** begin PROVIDED RECORDS **

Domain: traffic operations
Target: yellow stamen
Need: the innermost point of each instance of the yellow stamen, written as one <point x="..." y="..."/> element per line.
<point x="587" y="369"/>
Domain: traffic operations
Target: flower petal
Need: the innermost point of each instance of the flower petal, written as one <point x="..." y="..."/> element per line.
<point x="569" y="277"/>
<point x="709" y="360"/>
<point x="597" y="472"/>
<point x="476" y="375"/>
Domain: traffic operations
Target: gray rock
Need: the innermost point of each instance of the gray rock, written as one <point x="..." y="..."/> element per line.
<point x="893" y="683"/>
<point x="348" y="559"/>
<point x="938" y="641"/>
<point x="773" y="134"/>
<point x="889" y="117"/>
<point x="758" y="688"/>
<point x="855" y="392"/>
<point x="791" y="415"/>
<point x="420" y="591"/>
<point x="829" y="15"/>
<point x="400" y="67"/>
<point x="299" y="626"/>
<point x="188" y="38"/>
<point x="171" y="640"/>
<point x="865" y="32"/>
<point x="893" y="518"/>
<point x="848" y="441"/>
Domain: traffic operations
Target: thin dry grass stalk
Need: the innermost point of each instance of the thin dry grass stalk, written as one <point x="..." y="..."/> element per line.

** end PROVIDED RECORDS **
** begin PROVIDED RECORDS **

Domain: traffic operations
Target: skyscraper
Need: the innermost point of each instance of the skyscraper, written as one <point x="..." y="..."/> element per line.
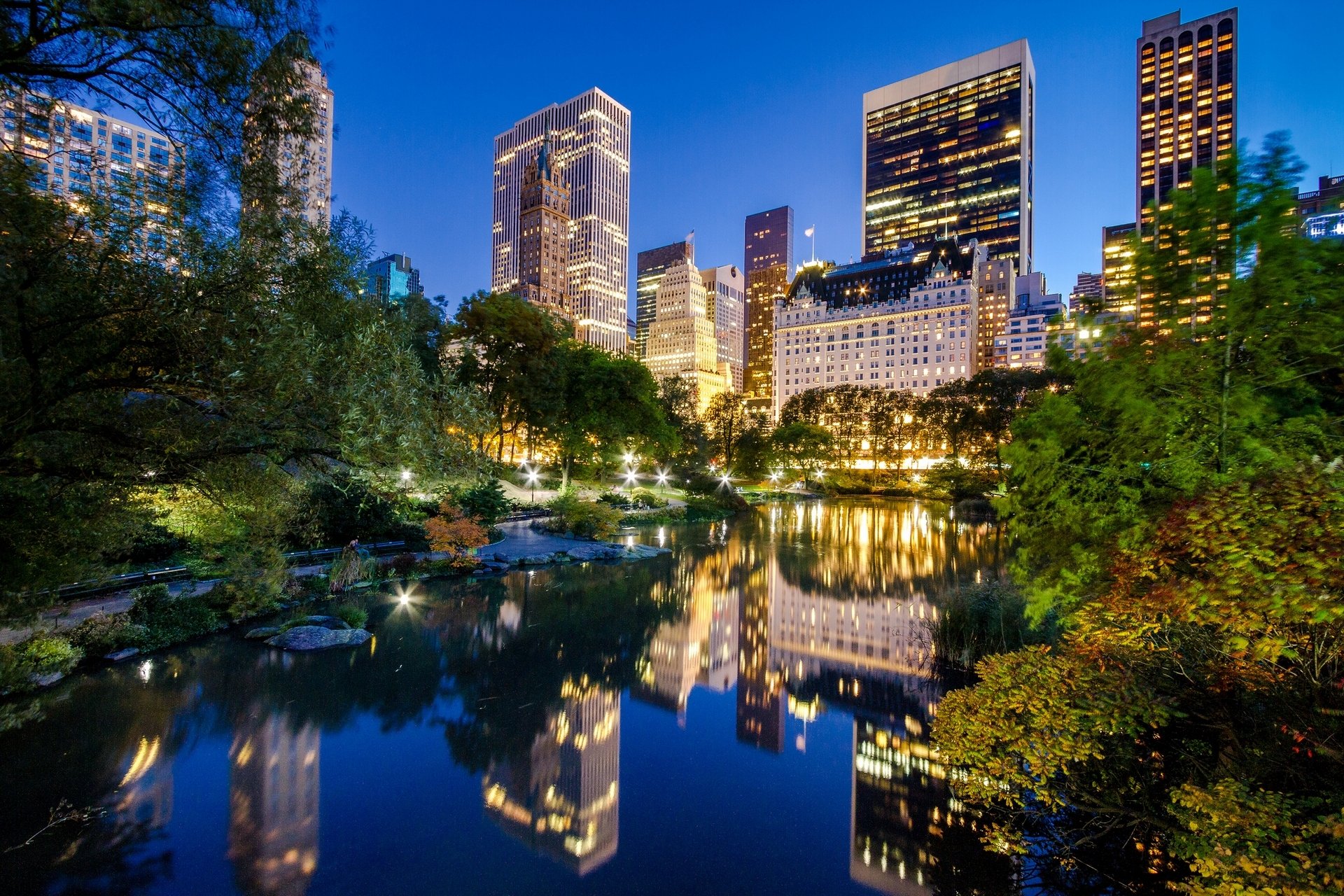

** end PROVIDED RECORDS **

TASK TO CARRY OUT:
Locate every line above that contains the string "thin", with case counting, and copy each of those lines in full.

ANSWER:
Target: thin dry grass stalk
Need: the innermost point of each instance of the thin dry grass stalk, written as one <point x="..." y="..."/> element per line.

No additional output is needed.